→ Requirement
Rewrite the records from the line containing "Above is an image. Your job is to localize every large" through the line containing "[2,2,189,242]", swapping "bare tree" for "leafless tree" and leaving everything else unchanged. Give back only those lines.
[START OF Entries]
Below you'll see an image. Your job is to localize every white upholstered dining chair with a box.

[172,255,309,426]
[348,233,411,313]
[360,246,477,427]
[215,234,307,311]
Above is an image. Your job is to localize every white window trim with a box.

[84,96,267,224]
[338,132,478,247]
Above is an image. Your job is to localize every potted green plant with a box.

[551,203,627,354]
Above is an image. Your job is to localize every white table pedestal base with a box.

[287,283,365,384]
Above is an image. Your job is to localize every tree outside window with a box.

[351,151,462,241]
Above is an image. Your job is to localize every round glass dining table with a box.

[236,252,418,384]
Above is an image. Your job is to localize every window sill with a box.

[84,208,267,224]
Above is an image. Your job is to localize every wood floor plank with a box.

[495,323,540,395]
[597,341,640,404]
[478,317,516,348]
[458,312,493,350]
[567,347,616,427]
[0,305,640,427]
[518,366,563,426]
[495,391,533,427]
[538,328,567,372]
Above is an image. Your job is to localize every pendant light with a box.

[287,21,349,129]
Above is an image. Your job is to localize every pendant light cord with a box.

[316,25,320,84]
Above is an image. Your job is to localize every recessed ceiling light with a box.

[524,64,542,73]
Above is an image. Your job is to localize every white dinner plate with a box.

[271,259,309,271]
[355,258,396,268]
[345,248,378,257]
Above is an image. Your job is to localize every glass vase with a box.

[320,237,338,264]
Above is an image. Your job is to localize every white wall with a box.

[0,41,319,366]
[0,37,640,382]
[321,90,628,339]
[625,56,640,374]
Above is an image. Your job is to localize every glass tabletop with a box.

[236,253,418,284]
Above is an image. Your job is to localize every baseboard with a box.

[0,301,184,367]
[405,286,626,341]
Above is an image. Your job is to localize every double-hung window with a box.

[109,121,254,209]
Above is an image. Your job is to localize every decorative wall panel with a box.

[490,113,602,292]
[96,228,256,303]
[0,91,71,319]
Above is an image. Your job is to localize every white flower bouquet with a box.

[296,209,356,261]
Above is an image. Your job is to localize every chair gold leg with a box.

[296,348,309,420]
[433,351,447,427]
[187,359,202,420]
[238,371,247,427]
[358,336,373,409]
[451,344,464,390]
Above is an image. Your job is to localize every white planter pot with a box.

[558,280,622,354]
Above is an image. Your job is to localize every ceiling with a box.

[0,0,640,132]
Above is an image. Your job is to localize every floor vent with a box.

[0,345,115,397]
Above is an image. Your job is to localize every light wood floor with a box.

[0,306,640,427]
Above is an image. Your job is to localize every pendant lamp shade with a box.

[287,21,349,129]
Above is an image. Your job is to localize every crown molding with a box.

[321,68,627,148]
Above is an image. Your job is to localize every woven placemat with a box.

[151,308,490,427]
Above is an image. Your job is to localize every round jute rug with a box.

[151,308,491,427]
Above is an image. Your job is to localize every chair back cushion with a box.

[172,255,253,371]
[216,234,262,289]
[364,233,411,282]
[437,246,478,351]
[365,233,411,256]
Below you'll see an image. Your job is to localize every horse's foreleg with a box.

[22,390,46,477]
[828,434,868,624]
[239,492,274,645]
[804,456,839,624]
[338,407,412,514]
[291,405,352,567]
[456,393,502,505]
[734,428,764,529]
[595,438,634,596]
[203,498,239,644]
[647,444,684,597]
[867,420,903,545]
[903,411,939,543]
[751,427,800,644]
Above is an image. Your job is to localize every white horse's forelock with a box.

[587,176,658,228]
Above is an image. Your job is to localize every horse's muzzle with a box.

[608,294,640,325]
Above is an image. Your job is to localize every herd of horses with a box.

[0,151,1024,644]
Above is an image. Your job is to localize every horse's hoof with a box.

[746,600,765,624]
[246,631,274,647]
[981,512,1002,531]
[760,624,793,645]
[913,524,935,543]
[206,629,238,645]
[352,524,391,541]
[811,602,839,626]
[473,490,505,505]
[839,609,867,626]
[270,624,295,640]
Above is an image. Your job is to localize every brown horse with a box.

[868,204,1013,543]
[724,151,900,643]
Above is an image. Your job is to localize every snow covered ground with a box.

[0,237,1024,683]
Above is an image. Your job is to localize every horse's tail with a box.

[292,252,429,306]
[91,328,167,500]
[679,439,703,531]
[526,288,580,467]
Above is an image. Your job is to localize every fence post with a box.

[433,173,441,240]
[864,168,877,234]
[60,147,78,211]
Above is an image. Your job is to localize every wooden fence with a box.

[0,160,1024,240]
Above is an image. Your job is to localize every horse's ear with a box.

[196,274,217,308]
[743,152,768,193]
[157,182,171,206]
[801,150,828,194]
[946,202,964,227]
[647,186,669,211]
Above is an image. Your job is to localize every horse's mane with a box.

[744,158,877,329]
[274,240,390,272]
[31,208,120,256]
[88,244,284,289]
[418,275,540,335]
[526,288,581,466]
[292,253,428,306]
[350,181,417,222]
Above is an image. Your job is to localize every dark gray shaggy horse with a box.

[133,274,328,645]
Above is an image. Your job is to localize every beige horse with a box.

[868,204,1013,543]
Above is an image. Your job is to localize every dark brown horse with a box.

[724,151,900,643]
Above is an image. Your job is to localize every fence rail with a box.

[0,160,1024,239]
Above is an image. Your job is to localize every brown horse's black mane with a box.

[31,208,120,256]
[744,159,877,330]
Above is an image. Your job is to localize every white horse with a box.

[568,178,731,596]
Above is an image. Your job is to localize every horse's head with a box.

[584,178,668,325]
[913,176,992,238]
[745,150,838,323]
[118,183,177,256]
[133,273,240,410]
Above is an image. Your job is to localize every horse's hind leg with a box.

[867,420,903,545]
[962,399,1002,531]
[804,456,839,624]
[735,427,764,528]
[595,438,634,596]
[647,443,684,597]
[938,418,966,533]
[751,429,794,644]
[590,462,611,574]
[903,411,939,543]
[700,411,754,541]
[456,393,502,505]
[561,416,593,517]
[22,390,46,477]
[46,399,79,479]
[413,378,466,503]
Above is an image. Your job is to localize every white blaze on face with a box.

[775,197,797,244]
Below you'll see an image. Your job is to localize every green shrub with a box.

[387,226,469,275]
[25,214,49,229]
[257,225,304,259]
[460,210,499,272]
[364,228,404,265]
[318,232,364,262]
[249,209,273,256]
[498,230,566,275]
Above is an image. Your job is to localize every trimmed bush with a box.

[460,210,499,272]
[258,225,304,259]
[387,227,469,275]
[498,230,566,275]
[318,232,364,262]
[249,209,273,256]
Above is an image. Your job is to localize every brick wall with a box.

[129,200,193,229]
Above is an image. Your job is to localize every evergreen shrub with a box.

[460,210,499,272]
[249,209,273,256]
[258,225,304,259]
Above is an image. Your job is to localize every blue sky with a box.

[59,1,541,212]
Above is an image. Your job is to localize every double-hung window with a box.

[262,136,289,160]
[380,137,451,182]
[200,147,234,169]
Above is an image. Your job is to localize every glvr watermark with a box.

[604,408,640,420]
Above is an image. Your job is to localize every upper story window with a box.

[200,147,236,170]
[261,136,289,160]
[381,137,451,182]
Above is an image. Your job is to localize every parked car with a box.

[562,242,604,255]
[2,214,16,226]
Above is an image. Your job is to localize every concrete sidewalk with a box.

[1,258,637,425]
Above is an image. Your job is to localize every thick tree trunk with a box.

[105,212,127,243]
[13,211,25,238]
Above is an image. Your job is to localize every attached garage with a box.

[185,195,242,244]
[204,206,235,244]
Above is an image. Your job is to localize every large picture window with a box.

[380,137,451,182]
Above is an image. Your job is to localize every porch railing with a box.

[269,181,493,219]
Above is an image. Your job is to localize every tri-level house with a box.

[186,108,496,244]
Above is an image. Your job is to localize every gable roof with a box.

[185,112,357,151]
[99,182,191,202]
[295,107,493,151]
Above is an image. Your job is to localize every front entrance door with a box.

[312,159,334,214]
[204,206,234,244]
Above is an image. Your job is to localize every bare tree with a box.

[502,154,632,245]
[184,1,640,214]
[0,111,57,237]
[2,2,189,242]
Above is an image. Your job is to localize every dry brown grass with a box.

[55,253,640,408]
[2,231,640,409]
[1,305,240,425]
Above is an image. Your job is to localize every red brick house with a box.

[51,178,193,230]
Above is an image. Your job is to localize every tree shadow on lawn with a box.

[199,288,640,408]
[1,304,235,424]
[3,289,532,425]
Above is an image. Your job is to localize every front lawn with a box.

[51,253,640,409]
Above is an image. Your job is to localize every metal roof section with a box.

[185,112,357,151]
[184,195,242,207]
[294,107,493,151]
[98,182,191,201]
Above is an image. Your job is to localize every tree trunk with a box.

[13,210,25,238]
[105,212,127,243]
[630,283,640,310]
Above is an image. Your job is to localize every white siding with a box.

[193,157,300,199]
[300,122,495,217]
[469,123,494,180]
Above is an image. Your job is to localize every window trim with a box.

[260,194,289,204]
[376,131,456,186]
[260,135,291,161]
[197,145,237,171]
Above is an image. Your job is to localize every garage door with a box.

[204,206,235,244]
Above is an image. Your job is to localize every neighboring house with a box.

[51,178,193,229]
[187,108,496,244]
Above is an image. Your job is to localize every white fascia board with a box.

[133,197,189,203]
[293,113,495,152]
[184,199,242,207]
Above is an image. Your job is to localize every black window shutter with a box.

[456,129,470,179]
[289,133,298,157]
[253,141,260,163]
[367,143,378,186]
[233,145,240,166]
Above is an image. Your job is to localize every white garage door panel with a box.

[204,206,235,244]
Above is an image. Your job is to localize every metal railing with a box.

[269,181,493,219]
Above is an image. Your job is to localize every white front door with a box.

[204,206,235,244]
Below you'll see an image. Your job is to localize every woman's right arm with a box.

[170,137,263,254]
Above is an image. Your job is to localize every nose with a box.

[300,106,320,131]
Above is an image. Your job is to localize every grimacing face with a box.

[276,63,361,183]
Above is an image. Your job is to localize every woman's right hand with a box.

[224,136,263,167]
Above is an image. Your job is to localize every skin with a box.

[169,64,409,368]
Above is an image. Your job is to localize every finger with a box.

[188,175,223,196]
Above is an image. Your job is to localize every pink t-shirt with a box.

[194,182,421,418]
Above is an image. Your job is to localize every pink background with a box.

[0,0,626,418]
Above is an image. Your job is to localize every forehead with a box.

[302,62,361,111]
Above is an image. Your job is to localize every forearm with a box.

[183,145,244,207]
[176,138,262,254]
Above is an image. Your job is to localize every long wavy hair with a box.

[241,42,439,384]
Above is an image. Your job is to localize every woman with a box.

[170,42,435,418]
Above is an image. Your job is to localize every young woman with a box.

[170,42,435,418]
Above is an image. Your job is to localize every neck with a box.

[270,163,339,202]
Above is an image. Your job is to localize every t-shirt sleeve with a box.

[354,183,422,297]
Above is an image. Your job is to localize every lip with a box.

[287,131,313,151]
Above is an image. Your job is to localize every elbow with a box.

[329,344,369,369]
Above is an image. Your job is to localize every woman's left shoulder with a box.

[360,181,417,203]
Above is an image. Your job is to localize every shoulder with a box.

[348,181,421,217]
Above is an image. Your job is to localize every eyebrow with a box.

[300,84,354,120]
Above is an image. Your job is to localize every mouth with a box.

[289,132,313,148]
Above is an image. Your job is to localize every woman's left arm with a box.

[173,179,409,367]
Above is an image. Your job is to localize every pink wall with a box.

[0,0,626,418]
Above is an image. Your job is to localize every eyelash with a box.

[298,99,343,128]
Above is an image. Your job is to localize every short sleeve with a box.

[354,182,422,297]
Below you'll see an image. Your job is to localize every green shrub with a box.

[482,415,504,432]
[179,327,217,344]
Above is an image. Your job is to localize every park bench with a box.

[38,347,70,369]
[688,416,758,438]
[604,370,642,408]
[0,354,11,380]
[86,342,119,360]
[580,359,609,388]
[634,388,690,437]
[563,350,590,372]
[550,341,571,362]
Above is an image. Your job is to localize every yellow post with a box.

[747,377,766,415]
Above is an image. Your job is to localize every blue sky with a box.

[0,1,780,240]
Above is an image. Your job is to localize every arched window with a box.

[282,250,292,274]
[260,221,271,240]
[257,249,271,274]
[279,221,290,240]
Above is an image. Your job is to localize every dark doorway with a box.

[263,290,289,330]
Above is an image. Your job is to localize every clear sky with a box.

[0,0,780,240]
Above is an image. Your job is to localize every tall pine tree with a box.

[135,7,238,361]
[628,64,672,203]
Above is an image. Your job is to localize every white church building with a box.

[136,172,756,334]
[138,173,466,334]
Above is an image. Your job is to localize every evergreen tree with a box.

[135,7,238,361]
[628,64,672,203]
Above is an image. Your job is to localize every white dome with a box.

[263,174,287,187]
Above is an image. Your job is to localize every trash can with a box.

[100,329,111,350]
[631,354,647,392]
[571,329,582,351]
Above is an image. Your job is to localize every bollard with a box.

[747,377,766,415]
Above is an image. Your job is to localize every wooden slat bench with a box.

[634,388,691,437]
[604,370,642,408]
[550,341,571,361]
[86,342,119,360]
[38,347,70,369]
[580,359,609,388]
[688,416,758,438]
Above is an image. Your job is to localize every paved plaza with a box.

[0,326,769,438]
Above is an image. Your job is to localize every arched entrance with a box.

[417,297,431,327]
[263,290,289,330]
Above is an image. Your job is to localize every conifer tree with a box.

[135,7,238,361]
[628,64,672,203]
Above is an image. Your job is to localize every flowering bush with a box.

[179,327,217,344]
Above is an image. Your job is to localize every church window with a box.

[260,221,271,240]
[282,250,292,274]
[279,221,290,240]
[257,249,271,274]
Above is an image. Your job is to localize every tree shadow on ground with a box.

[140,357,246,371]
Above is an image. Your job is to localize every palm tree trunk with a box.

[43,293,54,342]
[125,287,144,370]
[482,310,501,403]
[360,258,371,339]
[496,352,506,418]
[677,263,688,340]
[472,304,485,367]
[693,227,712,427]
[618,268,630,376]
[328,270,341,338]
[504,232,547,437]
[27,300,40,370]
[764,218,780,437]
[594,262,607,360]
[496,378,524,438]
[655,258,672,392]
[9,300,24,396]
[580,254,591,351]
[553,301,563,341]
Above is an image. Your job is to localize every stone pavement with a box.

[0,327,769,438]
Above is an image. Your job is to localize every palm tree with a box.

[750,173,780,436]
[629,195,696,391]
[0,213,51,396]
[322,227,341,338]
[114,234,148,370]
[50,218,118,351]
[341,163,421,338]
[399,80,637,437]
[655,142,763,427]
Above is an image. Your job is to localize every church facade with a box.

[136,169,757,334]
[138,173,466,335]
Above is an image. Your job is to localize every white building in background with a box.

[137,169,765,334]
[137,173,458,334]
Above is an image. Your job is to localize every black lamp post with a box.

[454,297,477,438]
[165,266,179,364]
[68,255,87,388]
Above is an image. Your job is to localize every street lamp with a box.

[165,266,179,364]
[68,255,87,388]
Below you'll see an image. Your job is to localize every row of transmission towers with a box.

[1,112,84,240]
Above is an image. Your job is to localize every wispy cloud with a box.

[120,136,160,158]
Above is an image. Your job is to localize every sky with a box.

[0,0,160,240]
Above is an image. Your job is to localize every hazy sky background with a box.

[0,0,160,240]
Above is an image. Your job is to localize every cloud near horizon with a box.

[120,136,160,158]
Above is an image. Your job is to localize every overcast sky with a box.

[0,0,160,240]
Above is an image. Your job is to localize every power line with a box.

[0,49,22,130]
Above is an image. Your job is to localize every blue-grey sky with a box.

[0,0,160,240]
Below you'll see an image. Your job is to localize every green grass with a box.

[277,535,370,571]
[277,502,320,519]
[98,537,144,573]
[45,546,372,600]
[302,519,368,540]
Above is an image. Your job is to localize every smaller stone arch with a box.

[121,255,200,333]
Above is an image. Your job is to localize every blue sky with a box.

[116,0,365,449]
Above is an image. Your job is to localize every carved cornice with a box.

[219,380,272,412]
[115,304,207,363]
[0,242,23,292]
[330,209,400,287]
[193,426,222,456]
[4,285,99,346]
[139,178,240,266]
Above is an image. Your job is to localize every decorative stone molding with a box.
[END OF Entries]
→ Exercise result
Above is an image. Your job is to localize every large picture window with a box.

[380,137,451,182]
Above is an image. Your job is to localize every porch railing with a box.

[269,181,493,219]
Above is an image. Your job is to localize every tri-level house with a box.

[186,108,496,244]
Above is an image. Your job is to localize every gable roof with a box.

[185,112,357,151]
[99,182,191,202]
[295,107,493,151]
Above is an image. Your job is to localize every front entrance door with a box.

[312,159,334,214]
[204,206,234,244]
Above is an image. Your job is to localize every leafless tree with a box.

[502,154,632,245]
[184,1,640,214]
[0,111,57,237]
[2,2,189,242]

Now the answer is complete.